→ To do
[1] Answer these questions from the planetary science account, giving one answer a line:
(a) What field did the writer first study as an undergraduate?
(b) Where did Dave Scott and Jim Irwin land?
(c) In what year did the writer graduate from Arizona State University?
[2] Echo the stretch of the planetary science account that opens with the words containing "So I read a" and closes with "was my calling.".
[3] For each statement, say whether it agrees with the planetary science account, and quote the deciding words:
(a) The writer changed majors to geology in 1972.
(b) Dave Scott and Jim Irwin were scientists.
(c) The writer read only part of Tim Mutch's book.

→ Source excerpt
I came to planetary science quite late.  My initial thought, watching the space program as an enthusiastic fan, was that it was the engineers who were doing spaceflight.  I figured that if I wanted to go into space, I would have to learn engineering.  So I initially started out in electrical engineering as an undergraduate.

 

Then in 1971, I watched the Apollo 15 mission.  Dave Scott and Jim Irwin landed near Hadley Rille, on the Moon.  Dave and Jim were both Air Force pilots, not scientists.  However, they were so good and so enthusiastic, and what they did I thought was so exciting, that I was hooked.

 

So I read a few books.  There were a couple that were quite influential.  One was Tim Mutch’s book Geology of the Moon: A Stratigraphic View.  I read it from cover to cover.  I mean, I just devoured it.  I knew after that that this was my calling.

 

I changed my major to geology in 1972.  I’ve since learned to love geology on the Earth and I’ve done field work on the Earth, but I approached Earth geology from the Moon.  I graduated from Arizona State University with a B.S. in geology in 1976.

→ Given data
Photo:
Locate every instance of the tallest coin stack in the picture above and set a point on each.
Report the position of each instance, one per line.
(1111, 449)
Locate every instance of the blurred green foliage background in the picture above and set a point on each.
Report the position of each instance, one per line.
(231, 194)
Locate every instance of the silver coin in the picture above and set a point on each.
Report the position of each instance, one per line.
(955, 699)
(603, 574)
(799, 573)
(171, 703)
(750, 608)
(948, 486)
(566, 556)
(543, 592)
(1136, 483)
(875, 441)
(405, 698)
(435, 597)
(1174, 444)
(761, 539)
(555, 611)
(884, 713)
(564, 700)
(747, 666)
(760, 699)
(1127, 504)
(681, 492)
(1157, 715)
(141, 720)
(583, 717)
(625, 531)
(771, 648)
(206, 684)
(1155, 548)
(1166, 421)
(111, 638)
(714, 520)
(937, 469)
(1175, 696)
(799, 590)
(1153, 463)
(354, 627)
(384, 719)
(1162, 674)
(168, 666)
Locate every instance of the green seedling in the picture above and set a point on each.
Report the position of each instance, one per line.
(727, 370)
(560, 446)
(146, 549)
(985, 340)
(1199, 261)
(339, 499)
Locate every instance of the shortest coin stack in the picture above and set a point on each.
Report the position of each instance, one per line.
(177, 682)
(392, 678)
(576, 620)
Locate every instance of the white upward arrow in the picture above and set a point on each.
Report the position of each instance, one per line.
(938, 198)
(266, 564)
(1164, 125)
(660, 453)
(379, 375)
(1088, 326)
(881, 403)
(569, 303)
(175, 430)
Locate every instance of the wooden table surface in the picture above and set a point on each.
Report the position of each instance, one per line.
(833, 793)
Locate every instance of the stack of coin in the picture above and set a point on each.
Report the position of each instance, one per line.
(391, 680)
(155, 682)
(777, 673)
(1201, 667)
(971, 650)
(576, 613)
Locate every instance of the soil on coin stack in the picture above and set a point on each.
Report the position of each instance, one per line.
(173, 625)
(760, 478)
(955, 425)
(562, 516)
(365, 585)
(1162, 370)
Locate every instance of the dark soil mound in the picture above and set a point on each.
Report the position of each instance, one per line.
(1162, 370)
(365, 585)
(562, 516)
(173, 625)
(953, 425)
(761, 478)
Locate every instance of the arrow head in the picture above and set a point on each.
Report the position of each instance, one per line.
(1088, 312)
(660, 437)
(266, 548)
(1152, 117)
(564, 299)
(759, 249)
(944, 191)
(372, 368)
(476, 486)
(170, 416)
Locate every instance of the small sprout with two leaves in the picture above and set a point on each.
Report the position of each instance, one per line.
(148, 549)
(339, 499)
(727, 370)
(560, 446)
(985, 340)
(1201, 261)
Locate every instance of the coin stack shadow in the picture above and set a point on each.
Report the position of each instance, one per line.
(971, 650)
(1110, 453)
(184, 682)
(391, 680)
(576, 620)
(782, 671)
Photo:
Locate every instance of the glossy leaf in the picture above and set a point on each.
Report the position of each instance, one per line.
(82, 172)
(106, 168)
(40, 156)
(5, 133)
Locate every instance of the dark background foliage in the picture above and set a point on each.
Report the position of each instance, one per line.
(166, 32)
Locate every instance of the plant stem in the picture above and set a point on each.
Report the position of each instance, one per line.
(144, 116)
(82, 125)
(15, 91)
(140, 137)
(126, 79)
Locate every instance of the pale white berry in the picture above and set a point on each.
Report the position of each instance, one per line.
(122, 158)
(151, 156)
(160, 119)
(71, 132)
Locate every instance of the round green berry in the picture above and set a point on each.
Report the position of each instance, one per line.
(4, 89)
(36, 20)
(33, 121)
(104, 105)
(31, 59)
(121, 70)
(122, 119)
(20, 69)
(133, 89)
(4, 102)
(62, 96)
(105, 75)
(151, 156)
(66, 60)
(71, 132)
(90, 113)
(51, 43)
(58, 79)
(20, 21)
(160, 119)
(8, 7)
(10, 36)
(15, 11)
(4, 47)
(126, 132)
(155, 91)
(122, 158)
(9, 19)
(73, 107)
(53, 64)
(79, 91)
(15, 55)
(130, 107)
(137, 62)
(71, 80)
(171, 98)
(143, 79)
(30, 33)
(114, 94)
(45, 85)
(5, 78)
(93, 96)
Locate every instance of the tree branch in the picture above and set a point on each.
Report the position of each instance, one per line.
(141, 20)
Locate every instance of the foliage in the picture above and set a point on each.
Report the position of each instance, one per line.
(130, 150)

→ Task-by-task solutions
[1]
(a) The writer first studied electrical engineering.
(b) They landed near Hadley Rille, on the Moon.
(c) The writer graduated in 1976.

[2]
So I read a few books.  There were a couple that were quite influential.  One was Tim Mutch’s book Geology of the Moon: A Stratigraphic View.  I read it from cover to cover.  I mean, I just devoured it.  I knew after that that this was my calling.

[3]
(a) Yes: "I changed my major to geology in 1972."
(b) No: "Dave and Jim were both Air Force pilots, not scientists."
(c) No: "I read it from cover to cover."